Every season has some natural special foods to offer. Having grown with tastes of such foods, a craving starts for them as every season changes and new one sets in. Year after year this routine and enjoyment continues.
Among all seasons, perhaps summer has the most foods to offer. The most popular and natural ones are Mangoes, Sugar Cane, Watermelons, Jackfruits and Palmyra Palm Fruits. Then there is long list of Ice creams, Kulfies, Milk shakes, Fruit juices and a variety of Lassies. I have earlier written articles on Mangoes and Watermelons. You may click on the following links to read these articles:
The arrival of all seasonal fruits is known to us immediately as we have a number of roadside fruit vendors along the road adjoining our house – Prenderghast Road, and the close by Brigade Sayeed Road, adjacent to Paradise CTO, Secunderabad.

WORK TO COMPLETE:
[1] In the text on seasonal foods, rewrite the paragraph that begins "Among all seasons" as a brief list that keeps its main facts.
[2] Decide whether each statement agrees with the text on seasonal foods. Answer yes or no, and quote the words from the text that settle it.
(a) The writer has previously written an article about jackfruits.
(b) Roadside fruit vendors are found along the road next to the writer's house.
(c) Winter is named as the season with the most foods to offer.
[3] Retype the part of the text on seasonal foods that opens with the words containing "Among all seasons, perhaps" and closes with "Paradise CTO, Secunderabad.".

STORED DATA:
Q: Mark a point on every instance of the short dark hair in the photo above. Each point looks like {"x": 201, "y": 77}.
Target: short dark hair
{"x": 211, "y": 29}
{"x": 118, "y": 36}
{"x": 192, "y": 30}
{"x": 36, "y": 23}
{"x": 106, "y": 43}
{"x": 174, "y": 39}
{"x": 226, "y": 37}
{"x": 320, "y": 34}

PER-TASK OUTPUTS:
[1]
- Summer perhaps offers the most foods of any season.
- Its most popular natural foods are mangoes, sugar cane, watermelons, jackfruits and palmyra palm fruits.
- There is also a long list of ice creams, kulfies, milk shakes, fruit juices and lassies.
- The writer has written earlier articles on mangoes and watermelons.

[2]
(a) No: "I have earlier written articles on Mangoes and Watermelons."
(b) Yes: "we have a number of roadside fruit vendors along the road adjoining our house"
(c) No: "Among all seasons, perhaps summer has the most foods to offer."

[3]
Among all seasons, perhaps summer has the most foods to offer. The most popular and natural ones are Mangoes, Sugar Cane, Watermelons, Jackfruits and Palmyra Palm Fruits. Then there is long list of Ice creams, Kulfies, Milk shakes, Fruit juices and a variety of Lassies. I have earlier written articles on Mangoes and Watermelons. You may click on the following links to read these articles:
The arrival of all seasonal fruits is known to us immediately as we have a number of roadside fruit vendors along the road adjoining our house – Prenderghast Road, and the close by Brigade Sayeed Road, adjacent to Paradise CTO, Secunderabad.